* _Records supplied_
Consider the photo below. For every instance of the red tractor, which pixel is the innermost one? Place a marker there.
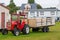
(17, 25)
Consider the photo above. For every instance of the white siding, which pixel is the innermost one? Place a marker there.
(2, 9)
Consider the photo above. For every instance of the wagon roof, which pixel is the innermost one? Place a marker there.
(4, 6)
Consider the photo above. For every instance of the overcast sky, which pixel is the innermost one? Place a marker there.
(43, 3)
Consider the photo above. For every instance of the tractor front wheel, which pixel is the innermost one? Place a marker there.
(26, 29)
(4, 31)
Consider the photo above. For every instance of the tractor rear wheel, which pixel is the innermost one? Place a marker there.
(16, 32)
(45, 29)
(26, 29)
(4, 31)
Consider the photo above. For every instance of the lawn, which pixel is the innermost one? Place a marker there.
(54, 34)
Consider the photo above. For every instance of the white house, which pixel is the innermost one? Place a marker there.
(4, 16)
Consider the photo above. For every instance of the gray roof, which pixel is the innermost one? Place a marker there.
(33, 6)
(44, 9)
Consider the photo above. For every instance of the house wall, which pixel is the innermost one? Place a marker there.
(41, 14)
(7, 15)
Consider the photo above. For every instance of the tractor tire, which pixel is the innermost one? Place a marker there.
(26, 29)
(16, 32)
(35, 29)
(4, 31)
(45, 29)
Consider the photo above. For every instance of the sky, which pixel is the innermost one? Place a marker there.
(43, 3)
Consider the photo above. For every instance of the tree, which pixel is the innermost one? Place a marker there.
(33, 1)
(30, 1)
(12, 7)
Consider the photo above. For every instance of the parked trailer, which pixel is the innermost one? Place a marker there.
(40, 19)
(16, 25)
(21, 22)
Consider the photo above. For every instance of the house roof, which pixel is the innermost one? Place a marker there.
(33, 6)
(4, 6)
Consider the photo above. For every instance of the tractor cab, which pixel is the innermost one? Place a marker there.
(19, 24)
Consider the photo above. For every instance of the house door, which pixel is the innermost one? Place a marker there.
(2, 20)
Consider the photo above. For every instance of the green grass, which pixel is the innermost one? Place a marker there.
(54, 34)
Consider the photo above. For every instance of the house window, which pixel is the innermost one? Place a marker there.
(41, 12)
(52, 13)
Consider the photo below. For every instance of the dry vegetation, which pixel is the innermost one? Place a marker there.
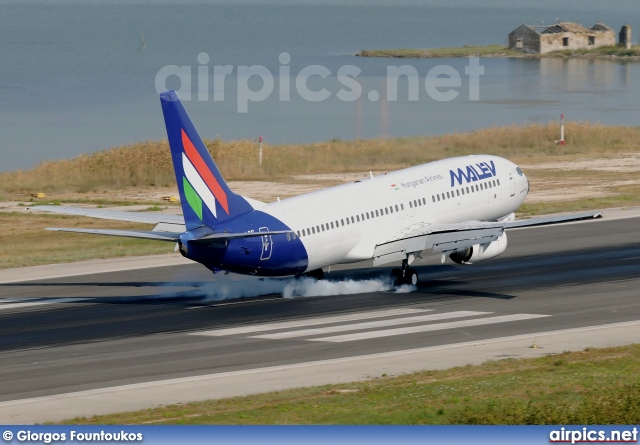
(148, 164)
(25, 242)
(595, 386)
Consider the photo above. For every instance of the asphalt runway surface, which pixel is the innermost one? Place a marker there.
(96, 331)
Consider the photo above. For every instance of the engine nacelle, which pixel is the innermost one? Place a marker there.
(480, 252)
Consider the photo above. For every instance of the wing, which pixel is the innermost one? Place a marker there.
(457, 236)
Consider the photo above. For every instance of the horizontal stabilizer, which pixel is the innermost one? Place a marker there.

--

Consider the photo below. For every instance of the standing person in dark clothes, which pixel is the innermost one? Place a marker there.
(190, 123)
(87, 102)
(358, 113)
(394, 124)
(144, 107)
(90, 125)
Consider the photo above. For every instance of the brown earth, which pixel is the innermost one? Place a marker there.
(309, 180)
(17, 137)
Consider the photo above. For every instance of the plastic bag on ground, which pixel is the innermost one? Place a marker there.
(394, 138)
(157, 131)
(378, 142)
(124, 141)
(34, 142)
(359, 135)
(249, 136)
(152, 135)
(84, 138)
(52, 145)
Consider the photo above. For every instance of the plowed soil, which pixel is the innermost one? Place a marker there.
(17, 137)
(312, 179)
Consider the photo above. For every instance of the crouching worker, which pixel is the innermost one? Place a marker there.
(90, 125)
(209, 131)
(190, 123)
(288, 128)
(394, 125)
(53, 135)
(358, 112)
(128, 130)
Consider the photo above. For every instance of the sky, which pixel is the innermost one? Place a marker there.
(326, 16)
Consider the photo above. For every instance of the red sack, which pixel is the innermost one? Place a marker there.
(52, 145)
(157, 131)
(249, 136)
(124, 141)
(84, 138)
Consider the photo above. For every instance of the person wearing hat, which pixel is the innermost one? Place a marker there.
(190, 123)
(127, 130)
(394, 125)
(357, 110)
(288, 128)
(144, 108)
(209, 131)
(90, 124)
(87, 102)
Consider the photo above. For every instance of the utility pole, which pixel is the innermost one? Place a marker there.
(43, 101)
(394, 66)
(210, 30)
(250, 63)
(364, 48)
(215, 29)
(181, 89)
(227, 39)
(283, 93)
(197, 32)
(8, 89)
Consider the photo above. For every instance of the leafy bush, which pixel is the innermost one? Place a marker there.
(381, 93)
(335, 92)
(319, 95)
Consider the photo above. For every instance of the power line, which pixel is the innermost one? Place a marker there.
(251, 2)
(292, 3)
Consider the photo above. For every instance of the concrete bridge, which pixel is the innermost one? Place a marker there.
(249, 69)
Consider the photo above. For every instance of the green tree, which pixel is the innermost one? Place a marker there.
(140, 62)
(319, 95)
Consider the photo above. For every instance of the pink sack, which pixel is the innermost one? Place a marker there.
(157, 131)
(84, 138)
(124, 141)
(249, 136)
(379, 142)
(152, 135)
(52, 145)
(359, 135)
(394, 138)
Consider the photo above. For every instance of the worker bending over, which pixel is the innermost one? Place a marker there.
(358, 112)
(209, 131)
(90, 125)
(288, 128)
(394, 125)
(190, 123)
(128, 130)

* _Your task_
Between and including the line with "house door, which" and the line with "Consider the photo above. For every instance of the horizontal", repeat every line exactly as it appears above, with pictures left out.

* _Task result_
Consider the photo above. For every instance of the house door, which pixel is the innermost one? Place a marker there.
(2, 20)
Consider the photo above. For every instance of the green grass, which pixel is the innermost one? Place a marker there.
(54, 34)
Consider the photo above. For every instance of the house window, which pixel is the innermost one? Place a marker there.
(41, 12)
(52, 13)
Consider the photo below. For every instance of the dry vegetation, which pixel is the innermost one? Place a marker there.
(148, 164)
(25, 242)
(595, 386)
Consider the photo above. For every instance of the asphalt runway surface, which pixel is the innermost one? Place a marker there.
(96, 331)
Consider the photo above. For every instance of the engine nacelle, which pixel is the innermost one? Place a marker there.
(480, 252)
Consider the photo above. For every instance of the wing, which pixel is the innermost one? Place a marker there.
(457, 236)
Consider the photo above. For every instance of the horizontal stabilizer, which pixel is the innermost one? Place a marker there.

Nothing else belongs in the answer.